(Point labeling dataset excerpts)
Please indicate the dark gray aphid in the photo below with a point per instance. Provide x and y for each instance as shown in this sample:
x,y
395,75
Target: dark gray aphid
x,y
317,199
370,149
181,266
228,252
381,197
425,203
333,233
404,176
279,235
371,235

Requirements. Rescale the point coordinates in the answers of all rows above by a factor of 1.3, rounding each result to a whole number with halves rounded up. Reproduce every line, requests included, and leave the numbers in the requests and their format samples unchanged.

Complete response.
Please indicate the dark gray aphid in the photo below with a point per instance. Provide x and y for each instance as shown in this sample:
x,y
395,75
Target: dark gray aphid
x,y
412,259
481,194
235,346
296,328
495,256
553,264
433,303
525,229
363,306
482,306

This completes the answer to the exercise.